Problem to work on:
Rewrite the listing as a two-column CSV with the headers input and output, starting at its beginning and stopping after the line that contains "[0,514,554,768]". Give each input with its output as one row, with each value in a single quoted field and any line breaks replaced by spaces.

Input:
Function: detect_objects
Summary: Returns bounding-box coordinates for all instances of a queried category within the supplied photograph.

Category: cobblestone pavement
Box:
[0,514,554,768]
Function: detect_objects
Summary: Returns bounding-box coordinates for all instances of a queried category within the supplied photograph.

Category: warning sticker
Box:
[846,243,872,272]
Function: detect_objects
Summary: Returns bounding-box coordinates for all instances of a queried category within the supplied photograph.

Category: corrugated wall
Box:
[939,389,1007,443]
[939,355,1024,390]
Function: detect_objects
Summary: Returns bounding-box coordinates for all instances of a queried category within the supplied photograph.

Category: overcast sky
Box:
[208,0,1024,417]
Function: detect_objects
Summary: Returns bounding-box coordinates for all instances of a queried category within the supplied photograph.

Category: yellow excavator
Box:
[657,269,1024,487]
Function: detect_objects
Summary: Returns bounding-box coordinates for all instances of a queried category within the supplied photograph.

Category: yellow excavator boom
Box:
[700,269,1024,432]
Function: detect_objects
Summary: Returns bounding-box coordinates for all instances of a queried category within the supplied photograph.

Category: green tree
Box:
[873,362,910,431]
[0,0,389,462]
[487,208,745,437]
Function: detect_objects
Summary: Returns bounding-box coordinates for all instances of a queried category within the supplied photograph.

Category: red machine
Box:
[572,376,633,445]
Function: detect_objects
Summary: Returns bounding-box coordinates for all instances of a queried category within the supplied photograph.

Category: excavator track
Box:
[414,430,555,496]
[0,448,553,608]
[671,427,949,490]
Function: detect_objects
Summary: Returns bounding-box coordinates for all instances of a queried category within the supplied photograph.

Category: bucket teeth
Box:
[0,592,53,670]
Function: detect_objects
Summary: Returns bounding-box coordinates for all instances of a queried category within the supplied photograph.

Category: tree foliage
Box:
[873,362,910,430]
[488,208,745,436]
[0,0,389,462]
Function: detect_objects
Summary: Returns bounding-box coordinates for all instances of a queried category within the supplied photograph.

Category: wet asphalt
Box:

Right answer:
input,output
"Function: detect_objects Summary: Returns bounding-box coordinates for all instances of a queried category within the supplied photograph. Category: cobblestone pavement Box:","[0,514,554,768]"